Directive a:
Arrange the records as a Markdown table with the columns Row and Line, starting from the first line of the records and going on through the line with "[75, 647, 437, 829]". Leave out blank lines.

Text extract:
Fair play to Mandela, to be an imprisoned terrorist who manages to take over the country with seemingly no bloodshed and on public good will instead of a military junta, is still a respectible achievement. But what of his 1960s terrorist career and tenure as President? The modus operendi of his organization in getting rid of opposition was the charming technique of putting a rubber tyre around a victim's neck (with fuel sloshing around) and catching it alight. And judging from what I've seen in Louis Theroux Law and Disorder in Johannesburg it seems like life for the average South African has really not improved and most likely gotten worse, thousands of white famers have been brutally murdered in their homes, while the current regime carrying on from a retired Mandela seems to be willfully ignoring the giant elephant in the room that is Robert Mugabe.
 
What exactly is it you're accusing Mandela of - being an incompetent politician, being a murderer, or what?
I don't think you can call him a tyrant, he wasn't in power all that long (and democratically elected), and before that he was in prison for 30 years.
 
Well, he and his military wing of the ANC were declared terrorists by a government who massacred 69 peaceful protesters (and wounded 180 - most of the dead and wounded were shot in the back as they ran away) in Sharpeville in 1960, the very incident that gave birth to what had up until then had been a mostly peaceful movement except for some rioting which was incited by both sides. So it's kind of hard to say the government were holding the moral high ground on the terrorism issue. Which of course can be applied to a lot of situations outside of South Africa as well.

sharpvillemassacre17195rf9.jpg


Most of the bombings that Mandela directly participated in were acts of sabotage aimed at the white dominated government and infrastructure, and were planned during off hours to avoid casualties. While the group did become much more violent and often targeted civilians specifically afterwards, I don't know how much of that we can lay at Mandela's feet since he was in prison. Likewise, in total the later bombings probably killed fewer civilians than the shootings at Sharpeville did (not that that makes them okay). Mandela condemned attempts at denying those terrorist actions during the Truth and Reconciliation Commission.

Considering some of the horrific actions taken by the South African government at the time, I'm not sure how Mandela can be considered any more or less of a terrorist than the rest of them. It was a horrible situation where they turned to violence as a means to an end out of desperation when peaceful protests had resulted in mass murder. Does it make specifically targeting civilians right? No, but then the government was specifically targeting civilians too.

And the targeting of civilians doesn't end in South Africa by any means. A lot of the past heroes and political figures that we praise in modern society might be judged far more harshly if we considered targeting civilians the main deciding factor on what makes one a terrorist.

I think we have to look at what Mandela has done since then and what he means to his people. He took something terrible and did something good with it, and he never lost sight of the human cost of war, whereas a true terrorist doesn't really give a damn about who he has to kill or exploit to achieve his goals.
 
Mandela didn't do anything differently than all the gun-toting righties on this board claim they'd do with their guns to their own government if it was turned against them. Quite the case of "terrorists are people without what we would consider to be a just or rational cause".

The freedom fighter/terrorist dilemma.

Mandela has done much good for the people of SA, and in more recent interviews he clearly expressed his dismay at the way the leadership of South Africa and other African countries have failed to grab the bull by the horns and improve the lives of Africans. The entire system is corrupt but I don't think that's necessarily Mandela's fault. He's not a god, he can make people vote a certain way or nominate whomever he wants to office. It's amazing that he did what he did during his time, and now his time has passed. But he's no hate-mongering power mad loony if that's what the OP is getting at.

Directive b:
Set down the passage of the discussion about Mandela starting with "What exactly is" and going on through "for 30 years.".

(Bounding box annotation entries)
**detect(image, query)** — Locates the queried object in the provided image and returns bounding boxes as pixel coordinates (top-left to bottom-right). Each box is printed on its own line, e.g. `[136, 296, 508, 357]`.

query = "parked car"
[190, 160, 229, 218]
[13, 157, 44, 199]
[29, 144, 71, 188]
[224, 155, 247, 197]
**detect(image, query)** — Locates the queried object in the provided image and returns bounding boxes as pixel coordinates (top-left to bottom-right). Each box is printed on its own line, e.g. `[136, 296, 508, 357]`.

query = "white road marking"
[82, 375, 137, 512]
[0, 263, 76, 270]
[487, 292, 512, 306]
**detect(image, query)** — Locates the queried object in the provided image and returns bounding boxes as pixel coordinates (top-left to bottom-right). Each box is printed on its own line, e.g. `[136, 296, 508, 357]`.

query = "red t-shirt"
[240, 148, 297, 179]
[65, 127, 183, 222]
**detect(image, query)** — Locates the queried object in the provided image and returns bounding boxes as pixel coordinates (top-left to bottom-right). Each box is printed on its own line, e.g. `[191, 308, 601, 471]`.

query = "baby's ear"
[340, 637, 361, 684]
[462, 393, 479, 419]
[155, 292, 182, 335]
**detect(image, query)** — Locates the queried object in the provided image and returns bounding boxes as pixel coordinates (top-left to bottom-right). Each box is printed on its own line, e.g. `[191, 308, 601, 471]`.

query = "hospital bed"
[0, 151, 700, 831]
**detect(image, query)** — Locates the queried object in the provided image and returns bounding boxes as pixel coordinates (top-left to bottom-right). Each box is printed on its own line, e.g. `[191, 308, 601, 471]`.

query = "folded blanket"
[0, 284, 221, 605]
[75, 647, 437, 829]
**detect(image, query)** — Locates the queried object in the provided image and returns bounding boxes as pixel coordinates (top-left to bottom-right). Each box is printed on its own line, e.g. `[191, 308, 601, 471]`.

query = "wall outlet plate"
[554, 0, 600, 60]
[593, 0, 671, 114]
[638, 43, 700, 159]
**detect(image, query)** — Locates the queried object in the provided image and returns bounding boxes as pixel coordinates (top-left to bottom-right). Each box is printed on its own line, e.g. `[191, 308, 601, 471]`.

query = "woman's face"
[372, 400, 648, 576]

Exercise solution a:
| Row | Line |
|---|---|
| 1 | **detect(image, query)** — Locates the queried object in the provided image and returns bounding boxes as pixel coordinates (top-left to bottom-right). Each box is printed on its own line, e.g. `[136, 296, 508, 357]`. |
| 2 | query = "parked car" |
| 3 | [190, 160, 229, 218] |
| 4 | [13, 157, 44, 199] |
| 5 | [29, 144, 71, 188] |
| 6 | [224, 155, 247, 197] |
| 7 | **detect(image, query)** — Locates the queried object in the provided image and returns bounding boxes as pixel coordinates (top-left to bottom-right). Each box is printed on its own line, e.g. `[136, 296, 508, 357]`. |
| 8 | query = "white road marking" |
| 9 | [82, 375, 137, 512] |
| 10 | [0, 263, 76, 270] |
| 11 | [487, 292, 512, 306] |
| 12 | **detect(image, query)** — Locates the queried object in the provided image and returns bounding boxes as pixel coordinates (top-left to bottom-right). Each box is printed on its own line, e.g. `[136, 296, 508, 357]`. |
| 13 | query = "red t-shirt" |
| 14 | [240, 148, 297, 179] |
| 15 | [65, 127, 183, 222] |
| 16 | **detect(image, query)** — Locates the queried object in the provided image and returns bounding boxes as pixel coordinates (top-left to bottom-right). Each box is printed on its own line, e.g. `[191, 308, 601, 471]`. |
| 17 | query = "baby's ear" |
| 18 | [340, 637, 361, 684] |
| 19 | [462, 393, 479, 419] |
| 20 | [155, 292, 182, 335] |
| 21 | **detect(image, query)** — Locates the queried object in the provided image and returns bounding boxes as pixel coordinates (top-left to bottom-right). Each box is printed on its own line, e.g. `[191, 308, 601, 471]`. |
| 22 | query = "hospital bed" |
| 23 | [0, 151, 700, 831] |
| 24 | **detect(image, query)** — Locates the queried object in the provided image and returns bounding boxes as pixel coordinates (top-left to bottom-right). Each box is printed on its own line, e.g. `[191, 308, 601, 471]`. |
| 25 | query = "folded blanket" |
| 26 | [0, 284, 221, 605] |
| 27 | [75, 647, 437, 829] |

Exercise solution b:
What exactly is it you're accusing Mandela of - being an incompetent politician, being a murderer, or what?
I don't think you can call him a tyrant, he wasn't in power all that long (and democratically elected), and before that he was in prison for 30 years.